Man muss wohl eine Policy file erstellen, wo die passenden Permissions drinstehen. Schau mal hier http://java.sun.com/j2se/1.4.2/docs/guide/rmi/getstart.doc.html bei "Start the server".


----------



## DaniSahne (15. Okt 2008)

Hallo, danke fuer die Antwort. Vom Prinzip her hab ichs wohl verstanden, kann mit der Quelle aber nicht ganz so viel anfangen. Also ich erstelle eine Datei nenne die meinetwegen bla.policy und da drin steht dann alles was erlaubt ist(grant{...). 
Wie lade ich die Datei in mein Java Programm rein? Kann man das ganze nicht auch schon innerhalb vom Programmcode verankern, also ohne extra Datei?

Danke!!


----------



## Marco13 (16. Okt 2008)

Man kann dann am Anfang
System.setProperty("java.security.policy", "bla.policy");
aufrufen. 

Vielleicht kann man das sogar irgendwie direkt im Programm machen. Würde mich aber wundern, weil ... es ziemlich sinnlos wäre, wenn ein Programm _sich selbst_ beliebige Rechte geben könnte........


----------



## tuxedo (16. Okt 2008)

Ist das dann nicht so, dass man nicht zur Laufzeit die Property setzen kann/darf/sollte, sondern gleich beim Start der JVM? Also mit -Djava.security.policy=bla.policy ??

Würde auf 

>> es ziemlich sinnlos wäre, wenn ein Programm sich selbst beliebige Rechte geben könnte........

durchaus Sinn machen wenn es nur so ginge.

- Alex


----------

* BEREITGESTELLTE DATENSÄTZE:

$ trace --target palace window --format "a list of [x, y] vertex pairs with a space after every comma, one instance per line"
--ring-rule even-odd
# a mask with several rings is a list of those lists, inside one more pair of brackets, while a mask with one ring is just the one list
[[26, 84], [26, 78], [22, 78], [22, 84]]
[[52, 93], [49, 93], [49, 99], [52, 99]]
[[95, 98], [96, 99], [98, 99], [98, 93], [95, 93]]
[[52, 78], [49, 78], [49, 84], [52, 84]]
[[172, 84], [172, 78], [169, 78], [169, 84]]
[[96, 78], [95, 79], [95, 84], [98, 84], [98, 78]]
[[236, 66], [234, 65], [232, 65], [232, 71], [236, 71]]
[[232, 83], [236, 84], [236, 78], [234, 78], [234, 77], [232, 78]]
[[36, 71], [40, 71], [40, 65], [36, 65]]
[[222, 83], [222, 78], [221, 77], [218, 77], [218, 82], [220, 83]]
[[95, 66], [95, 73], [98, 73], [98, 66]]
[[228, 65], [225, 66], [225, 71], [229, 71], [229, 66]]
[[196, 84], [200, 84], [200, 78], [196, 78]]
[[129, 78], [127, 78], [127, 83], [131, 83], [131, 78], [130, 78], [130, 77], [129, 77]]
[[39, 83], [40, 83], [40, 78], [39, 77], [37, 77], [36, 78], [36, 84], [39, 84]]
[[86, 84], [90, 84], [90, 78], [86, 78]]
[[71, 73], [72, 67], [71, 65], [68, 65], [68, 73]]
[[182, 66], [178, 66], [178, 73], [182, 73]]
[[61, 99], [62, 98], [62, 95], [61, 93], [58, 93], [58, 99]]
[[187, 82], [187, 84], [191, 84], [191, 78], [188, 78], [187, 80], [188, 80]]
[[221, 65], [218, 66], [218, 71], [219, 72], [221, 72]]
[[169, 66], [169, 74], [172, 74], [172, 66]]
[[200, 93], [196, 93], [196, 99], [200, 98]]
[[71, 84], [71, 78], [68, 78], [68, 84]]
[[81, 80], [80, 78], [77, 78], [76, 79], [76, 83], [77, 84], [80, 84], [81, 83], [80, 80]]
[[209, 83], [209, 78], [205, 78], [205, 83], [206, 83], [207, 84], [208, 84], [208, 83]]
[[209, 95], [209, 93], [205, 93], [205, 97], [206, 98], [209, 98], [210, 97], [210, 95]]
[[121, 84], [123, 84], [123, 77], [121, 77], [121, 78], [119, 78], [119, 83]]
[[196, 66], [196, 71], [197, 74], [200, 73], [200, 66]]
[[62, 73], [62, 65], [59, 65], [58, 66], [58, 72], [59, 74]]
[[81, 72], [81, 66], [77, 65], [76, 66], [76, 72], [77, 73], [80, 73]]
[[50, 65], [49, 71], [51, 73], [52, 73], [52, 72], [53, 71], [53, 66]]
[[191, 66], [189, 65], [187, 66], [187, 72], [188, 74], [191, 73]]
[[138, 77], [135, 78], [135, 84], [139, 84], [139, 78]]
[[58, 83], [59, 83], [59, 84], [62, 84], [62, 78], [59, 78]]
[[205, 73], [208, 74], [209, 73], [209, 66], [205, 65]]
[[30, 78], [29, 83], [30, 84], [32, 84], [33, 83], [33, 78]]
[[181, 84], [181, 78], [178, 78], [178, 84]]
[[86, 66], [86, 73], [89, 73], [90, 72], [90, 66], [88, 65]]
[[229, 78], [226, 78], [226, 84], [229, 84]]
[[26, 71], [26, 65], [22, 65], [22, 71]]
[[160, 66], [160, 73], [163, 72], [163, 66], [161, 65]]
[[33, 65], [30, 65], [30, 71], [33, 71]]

* AUSZUFÜHRENDE AUFGABE:
Schreib den Teil des Auszugs, der bei „## Marco13 (16.“ beginnt und bis „selbst_ beliebige Rechte geben könnte........“ reicht, noch einmal ab. Ersetze dabei „Anfang“ durch „Beginn“.

* ENDERGEBNIS:
## Marco13 (16. Okt 2008)

Man kann dann am Beginn
System.setProperty("java.security.policy", "bla.policy");
aufrufen. 

Vielleicht kann man das sogar irgendwie direkt im Programm machen. Würde mich aber wundern, weil ... es ziemlich sinnlos wäre, wenn ein Programm _sich selbst_ beliebige Rechte geben könnte........